-- Texte à étudier --
——————
L’église Saint-Bernardin-de-Sienne est actuellement en piètre état, mais revivra bientôt (photo : Denis F Côté).

L’ÉGLISE SAINT-BERNARDIN-DE-SIENNE RESSUSCITERA GRÂCE À UN GROUPE ÉVANGÉLIQUE

S’il y a une démonstration bien visible de l’état vétuste, voire abandonné, de nombre d’églises catholiques au Québec, c’est bien l’ancienne église Saint-Bernardin-de-Sienne, que l’on aperçoit devant l’autoroute Métropolitaine, coin nord-ouest de Crémazie et 9e avenue, dans le district de Saint-Michel.

En 2013, n’ayant plus les moyens de l’entretenir, les administrateurs (la Fabrique) de la paroisse ont décidé de fermer l’église, en transférant ses célébrations à l’école Saint-Bernardin, juste à côté. Quelques années plus tard, les derniers fidèles ont été invités à joindre les églises catholiques les plus proches, telles Saint-Michel, Saint-Mathieu ou Saint-Grégoire-Le-Grand.

L’immense église abandonnée, bien reconnaissable par son toit blanc courbé, tel un hangar d’avion, fut ensuite l’objet de vandalisme, de graffitis et d’au moins deux incendies endommageant gravement son presbytère.

Le feu a ravagé le bâtiment à deux reprises ces dernières années.

Enfin, en 2019, le diocèse de Montréal a trouvé un acheteur crédible qui veut la rénover tout en maintenant sa mission chrétienne, soit le groupe Christ en Action Évangélisation (CAE), qui y déménagera son siège principal, actuellement situé au 2305 rue Holt, presqu’en arrière de la mairie de Rosemont – La Petite Patrie. L’église a été vendue pour le prix du terrain, soit 2,2 M$.

Le principal sanctuaire de Christ en Action s’installera donc dans Villeray – Saint-Michel – Parc-Extension, le plus multi-ethnique des arrondissements montréalais. Le conseiller municipal de Saint-Michel, Josué Corvil, est satisfait de la transaction et des projets du groupe. « L’église sera rénovée et demeurera chrétienne, ce sont deux points positifs selon moi, dit-il. L’arrondissement travaille avec Christ en Action pour qu’il y ait autant sinon plus de verdissement à cet endroit, notamment. Le clocher sera aussi sauvegardé. Les acquéreurs semblent des gens sérieux qui savent où ils vont. »

Intérêt historique et patrimonial

Bénie (ouverture officielle) le 8 décembre 1956, l’église Saint-Bernardin-de-Sienne détient une valeur historique indéniable, tel que démontré par un Énoncé d’intérêt patrimonial préparé par l’arrondissement en 2014, à l’aide d’un groupe d’experts. Ce document illustré de neuf pages est accessible à la fin de cet article. Le bâtiment ne jouit toutefois pas de reconnaissance provinciale ou fédérale.
——————
-- Données fournies --
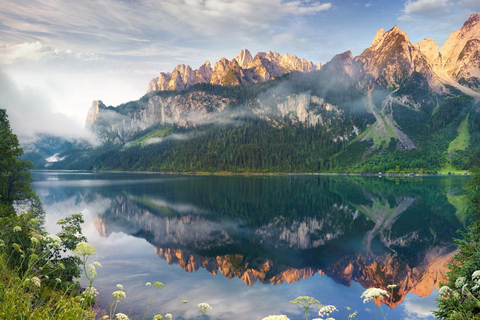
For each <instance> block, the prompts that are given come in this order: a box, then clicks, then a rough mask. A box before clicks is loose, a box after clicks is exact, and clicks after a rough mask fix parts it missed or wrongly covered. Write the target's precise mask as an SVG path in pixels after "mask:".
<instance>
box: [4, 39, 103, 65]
mask: <svg viewBox="0 0 480 320" xmlns="http://www.w3.org/2000/svg"><path fill="white" fill-rule="evenodd" d="M0 58H1V64H12V63H14V62H19V61H35V62H39V61H50V60H70V61H71V60H80V61H96V60H102V58H101V57H99V56H98V55H96V54H94V53H86V52H73V51H72V50H70V49H67V50H60V49H53V48H52V47H50V46H48V45H46V44H45V43H42V42H40V41H36V42H25V43H21V44H15V45H10V44H5V45H3V46H1V47H0Z"/></svg>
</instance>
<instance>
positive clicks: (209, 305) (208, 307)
mask: <svg viewBox="0 0 480 320" xmlns="http://www.w3.org/2000/svg"><path fill="white" fill-rule="evenodd" d="M198 307H199V308H201V309H202V314H204V313H206V312H207V310H212V307H210V305H209V304H208V303H205V302H202V303H199V304H198Z"/></svg>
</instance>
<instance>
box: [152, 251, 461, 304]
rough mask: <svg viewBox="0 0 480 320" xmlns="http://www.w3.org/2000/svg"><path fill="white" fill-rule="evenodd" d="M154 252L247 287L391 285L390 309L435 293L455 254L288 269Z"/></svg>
mask: <svg viewBox="0 0 480 320" xmlns="http://www.w3.org/2000/svg"><path fill="white" fill-rule="evenodd" d="M154 249H155V252H156V254H157V255H158V256H159V257H160V258H161V259H164V260H166V261H167V262H168V263H169V264H177V265H179V266H181V267H182V269H184V270H185V271H187V272H195V271H198V270H199V269H200V268H204V269H206V270H207V271H208V272H209V273H211V274H212V275H214V276H216V275H218V274H221V275H223V276H225V277H226V278H227V279H232V278H238V279H240V280H242V281H243V282H244V283H245V284H246V285H248V286H252V285H254V284H255V283H256V282H257V281H258V282H260V283H263V284H273V285H277V284H282V283H284V282H286V283H295V282H298V281H300V280H302V279H306V278H308V277H311V276H313V275H315V274H316V273H318V274H319V275H322V274H324V275H326V276H328V277H331V278H332V279H334V280H335V281H336V282H339V283H342V284H344V285H346V286H350V285H351V284H352V282H353V281H355V282H358V283H360V284H361V285H362V286H363V287H364V288H365V289H368V288H382V289H386V290H387V286H388V285H390V284H396V285H397V287H396V288H395V289H394V290H393V296H392V298H391V299H385V300H383V301H381V300H377V301H376V303H377V304H380V303H385V304H386V305H388V306H390V307H391V308H395V307H396V306H398V305H399V304H400V303H402V301H403V300H404V299H405V297H406V295H407V293H415V294H416V295H418V296H419V297H422V298H425V297H427V296H429V295H430V294H432V292H433V289H434V288H437V290H438V289H439V285H440V282H444V281H445V280H446V272H447V267H446V265H447V264H448V263H450V262H451V261H452V258H453V255H454V254H455V252H453V251H451V249H450V250H449V249H446V248H440V247H434V248H432V249H431V250H430V251H428V252H427V254H426V256H425V258H424V259H423V260H422V261H421V263H420V264H419V265H417V266H409V265H406V264H404V263H403V262H402V261H401V260H400V259H398V257H397V256H396V255H395V254H385V255H381V256H377V257H369V256H366V255H357V256H354V257H347V258H345V259H342V260H340V261H338V262H336V263H334V264H332V265H330V266H328V267H326V268H324V269H314V268H311V267H306V268H293V267H287V266H285V265H281V264H278V263H275V262H274V261H272V260H270V259H250V258H248V257H246V256H243V255H225V256H215V257H205V256H201V255H198V254H196V253H193V252H191V251H189V250H185V249H172V248H158V247H155V248H154ZM388 291H389V292H390V293H391V291H390V290H388Z"/></svg>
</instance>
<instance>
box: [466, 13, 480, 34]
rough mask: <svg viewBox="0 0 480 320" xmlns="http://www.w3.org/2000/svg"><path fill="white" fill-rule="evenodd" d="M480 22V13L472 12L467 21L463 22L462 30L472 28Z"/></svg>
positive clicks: (472, 28) (468, 17) (477, 24)
mask: <svg viewBox="0 0 480 320" xmlns="http://www.w3.org/2000/svg"><path fill="white" fill-rule="evenodd" d="M479 23H480V14H478V13H472V14H471V15H470V17H468V19H467V21H465V23H464V24H463V27H462V30H470V29H473V28H475V27H476V25H478V24H479Z"/></svg>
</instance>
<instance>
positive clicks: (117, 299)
mask: <svg viewBox="0 0 480 320" xmlns="http://www.w3.org/2000/svg"><path fill="white" fill-rule="evenodd" d="M112 297H113V299H115V300H120V299H121V298H127V295H126V294H125V292H123V291H121V290H118V291H114V292H112Z"/></svg>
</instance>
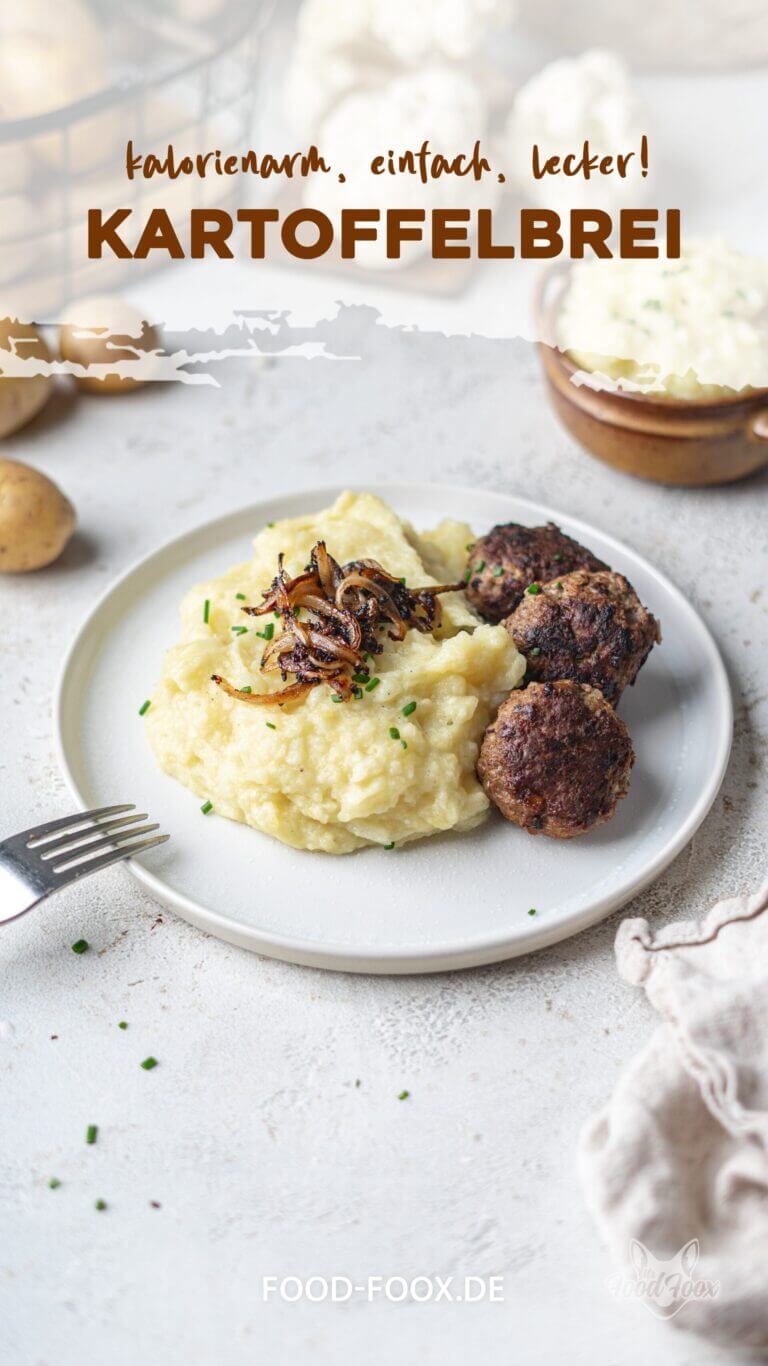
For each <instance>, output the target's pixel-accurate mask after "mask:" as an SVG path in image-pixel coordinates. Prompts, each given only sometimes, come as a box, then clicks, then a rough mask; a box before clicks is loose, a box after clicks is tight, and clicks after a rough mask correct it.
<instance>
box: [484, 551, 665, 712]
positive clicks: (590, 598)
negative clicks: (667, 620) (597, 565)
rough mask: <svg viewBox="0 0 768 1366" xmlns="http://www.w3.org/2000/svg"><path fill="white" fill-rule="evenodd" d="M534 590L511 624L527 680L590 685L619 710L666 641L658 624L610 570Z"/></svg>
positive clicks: (617, 576) (528, 593)
mask: <svg viewBox="0 0 768 1366" xmlns="http://www.w3.org/2000/svg"><path fill="white" fill-rule="evenodd" d="M534 589H536V591H533V593H532V591H530V590H526V591H525V593H523V596H522V600H521V602H519V605H518V607H517V608H515V611H514V612H512V615H511V616H510V617H507V620H506V622H504V626H506V628H507V631H508V632H510V635H511V637H512V641H514V642H515V645H517V647H518V650H519V652H521V654H525V657H526V661H527V679H529V680H536V682H538V683H547V682H552V680H555V679H573V680H574V682H575V683H589V684H592V687H597V688H600V691H601V693H603V694H604V697H607V698H608V701H609V702H612V703H614V706H615V705H616V703H618V701H619V698H620V695H622V693H623V690H625V688H626V687H629V686H630V684H631V683H634V680H635V678H637V675H638V672H640V669H641V668H642V665H644V664H645V660H646V658H648V656H649V653H650V650H652V649H653V645H655V643H656V642H657V641H660V639H661V631H660V627H659V623H657V620H656V617H655V616H652V613H650V612H648V611H646V609H645V608H644V605H642V602H641V601H640V598H638V596H637V593H635V591H634V589H633V586H631V583H629V582H627V579H625V578H623V575H622V574H614V572H611V571H609V570H605V571H603V570H601V571H599V572H594V574H590V572H588V571H585V570H577V571H575V572H574V574H564V575H563V576H562V578H559V579H555V582H553V583H543V585H534Z"/></svg>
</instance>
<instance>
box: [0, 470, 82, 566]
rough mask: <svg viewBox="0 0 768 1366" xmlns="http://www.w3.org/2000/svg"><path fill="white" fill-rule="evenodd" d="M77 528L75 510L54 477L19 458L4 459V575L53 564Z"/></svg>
mask: <svg viewBox="0 0 768 1366" xmlns="http://www.w3.org/2000/svg"><path fill="white" fill-rule="evenodd" d="M74 529H75V510H74V507H72V504H71V503H70V500H68V499H67V497H64V494H63V493H61V490H60V489H59V488H57V486H56V485H55V484H53V481H52V479H49V478H46V475H45V474H41V473H40V470H33V469H30V466H29V464H20V463H19V462H18V460H0V574H25V572H27V571H29V570H41V568H42V567H44V566H46V564H51V563H52V561H53V560H56V559H57V557H59V556H60V553H61V550H63V549H64V546H66V544H67V541H68V540H70V537H71V534H72V531H74Z"/></svg>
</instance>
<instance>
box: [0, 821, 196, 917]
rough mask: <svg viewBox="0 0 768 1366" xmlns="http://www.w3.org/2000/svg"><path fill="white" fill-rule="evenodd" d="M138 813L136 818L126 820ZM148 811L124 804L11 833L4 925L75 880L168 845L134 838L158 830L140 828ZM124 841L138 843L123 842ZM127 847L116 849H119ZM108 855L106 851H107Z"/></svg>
mask: <svg viewBox="0 0 768 1366" xmlns="http://www.w3.org/2000/svg"><path fill="white" fill-rule="evenodd" d="M123 811H134V813H135V814H134V816H123V814H122V813H123ZM145 820H146V811H138V813H137V810H135V806H134V805H133V803H130V802H128V803H127V805H123V806H100V807H97V809H96V810H94V811H81V813H79V814H75V816H63V817H61V818H60V820H59V821H46V822H45V825H36V826H33V829H31V831H22V832H20V835H11V837H10V839H7V840H3V841H1V843H0V925H1V923H3V922H4V921H14V919H15V918H16V915H23V914H25V911H31V908H33V906H37V904H38V902H42V900H44V897H46V896H51V892H57V891H59V888H61V887H68V885H70V882H77V881H79V878H81V877H89V876H90V873H98V872H101V869H102V867H109V866H111V865H112V863H119V862H120V861H122V859H126V858H133V855H134V854H139V852H142V851H143V850H150V848H153V847H154V846H156V844H164V843H165V840H167V839H169V836H168V835H154V836H153V837H152V839H149V840H138V841H135V840H134V836H138V835H149V832H150V831H157V829H159V828H160V826H159V825H157V822H154V824H153V825H137V824H135V822H137V821H145ZM123 840H133V843H130V844H123ZM116 844H118V846H122V847H120V848H113V846H116ZM102 851H105V852H102Z"/></svg>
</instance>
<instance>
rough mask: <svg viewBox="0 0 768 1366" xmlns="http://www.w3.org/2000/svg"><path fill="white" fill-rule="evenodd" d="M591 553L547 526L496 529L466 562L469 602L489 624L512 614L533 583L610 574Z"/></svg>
mask: <svg viewBox="0 0 768 1366" xmlns="http://www.w3.org/2000/svg"><path fill="white" fill-rule="evenodd" d="M607 568H608V566H607V564H603V560H599V559H597V556H594V555H593V553H592V550H586V549H585V548H584V545H579V544H578V541H574V540H571V537H570V535H566V534H564V531H560V529H559V527H558V526H555V523H553V522H548V523H547V526H519V525H518V523H517V522H507V523H506V525H504V526H495V527H493V530H491V531H489V533H488V535H481V537H480V541H476V542H474V545H473V548H471V550H470V556H469V561H467V571H466V572H467V581H466V585H467V586H466V596H467V598H469V600H470V602H471V605H473V608H474V609H476V612H480V615H481V617H484V620H485V622H492V623H493V624H495V623H496V622H503V619H504V617H506V616H508V615H510V612H514V609H515V608H517V605H518V602H519V600H521V597H522V594H523V593H525V590H526V587H527V586H529V583H534V582H540V583H548V582H549V579H555V578H556V576H558V575H559V574H570V571H571V570H607Z"/></svg>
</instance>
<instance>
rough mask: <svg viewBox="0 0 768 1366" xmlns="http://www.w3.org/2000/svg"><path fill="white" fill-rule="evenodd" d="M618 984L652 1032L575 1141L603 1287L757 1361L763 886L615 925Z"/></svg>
mask: <svg viewBox="0 0 768 1366" xmlns="http://www.w3.org/2000/svg"><path fill="white" fill-rule="evenodd" d="M615 951H616V962H618V967H619V973H620V974H622V977H623V978H625V979H626V981H627V982H631V984H634V985H637V986H642V988H644V989H645V993H646V996H648V1000H649V1001H650V1003H652V1005H653V1007H655V1008H656V1009H657V1011H659V1015H660V1016H661V1019H663V1023H661V1025H660V1027H659V1029H657V1030H656V1033H655V1034H653V1035H652V1038H650V1040H649V1042H648V1045H646V1046H645V1049H644V1050H642V1052H641V1053H640V1055H638V1057H635V1059H634V1061H633V1063H631V1064H630V1065H629V1067H627V1070H626V1071H625V1072H623V1075H622V1076H620V1078H619V1082H618V1085H616V1089H615V1091H614V1094H612V1097H611V1100H609V1101H608V1105H607V1106H605V1108H604V1109H603V1111H601V1112H600V1113H599V1115H596V1116H594V1117H593V1119H592V1120H590V1121H589V1123H588V1124H586V1126H585V1128H584V1131H582V1137H581V1146H579V1169H581V1176H582V1182H584V1187H585V1194H586V1201H588V1205H589V1209H590V1212H592V1214H593V1217H594V1220H596V1223H597V1227H599V1231H600V1233H601V1236H603V1239H604V1242H605V1243H607V1244H608V1247H609V1249H611V1251H612V1254H614V1257H615V1258H616V1259H618V1261H619V1264H620V1265H622V1272H619V1273H618V1276H615V1277H614V1280H612V1281H611V1283H609V1284H611V1288H612V1290H614V1292H615V1294H616V1295H619V1296H623V1298H640V1299H642V1302H644V1303H645V1305H646V1307H648V1309H650V1310H652V1311H653V1313H655V1314H656V1315H657V1317H660V1318H670V1320H672V1321H674V1324H675V1326H679V1328H686V1329H690V1330H693V1332H698V1333H704V1335H707V1337H709V1339H711V1340H715V1341H719V1343H724V1344H727V1346H728V1347H731V1348H734V1347H741V1348H749V1350H765V1348H768V881H767V882H765V884H764V887H763V888H761V889H760V891H758V892H757V893H756V895H753V896H735V897H732V899H731V900H726V902H719V903H717V906H715V907H713V908H712V910H711V911H709V912H708V914H707V917H705V918H704V921H701V922H700V923H697V922H693V921H682V922H679V923H674V925H667V926H664V929H660V930H659V932H657V933H653V930H652V929H650V926H649V925H648V922H646V921H644V919H626V921H623V922H622V925H620V926H619V932H618V934H616V944H615Z"/></svg>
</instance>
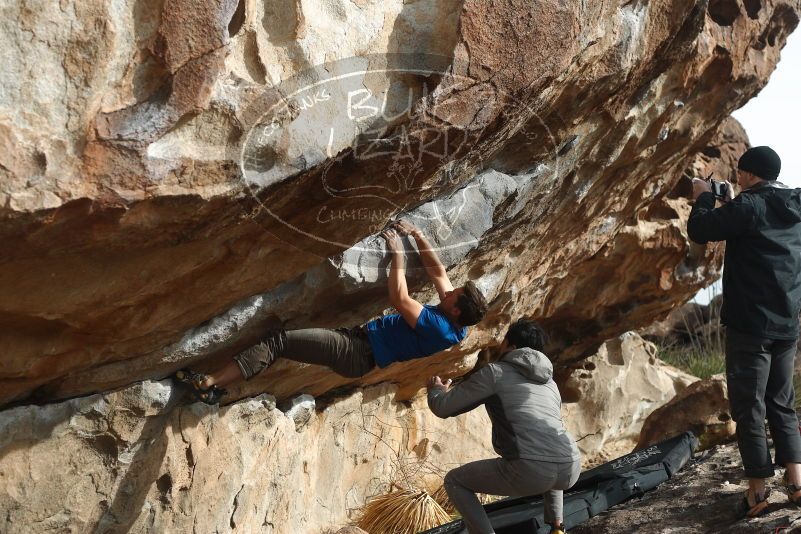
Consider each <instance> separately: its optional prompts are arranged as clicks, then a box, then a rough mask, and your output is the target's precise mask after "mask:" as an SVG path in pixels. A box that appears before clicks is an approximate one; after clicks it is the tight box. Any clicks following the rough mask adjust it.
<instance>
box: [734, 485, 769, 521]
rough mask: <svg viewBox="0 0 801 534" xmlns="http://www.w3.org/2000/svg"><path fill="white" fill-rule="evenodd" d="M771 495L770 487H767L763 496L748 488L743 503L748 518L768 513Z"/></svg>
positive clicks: (757, 516)
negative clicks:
——————
-- Objectif visé --
Recopiez fidèlement le passage du texte sur l’église Saint-Bernardin-de-Sienne qui commence aux mots « Enfin, en 2019, le » et s’arrête après « soit 2,2 M$. ».

-- Réponse proposée --
Enfin, en 2019, le diocèse de Montréal a trouvé un acheteur crédible qui veut la rénover tout en maintenant sa mission chrétienne, soit le groupe Christ en Action Évangélisation (CAE), qui y déménagera son siège principal, actuellement situé au 2305 rue Holt, presqu’en arrière de la mairie de Rosemont – La Petite Patrie. L’église a été vendue pour le prix du terrain, soit 2,2 M$.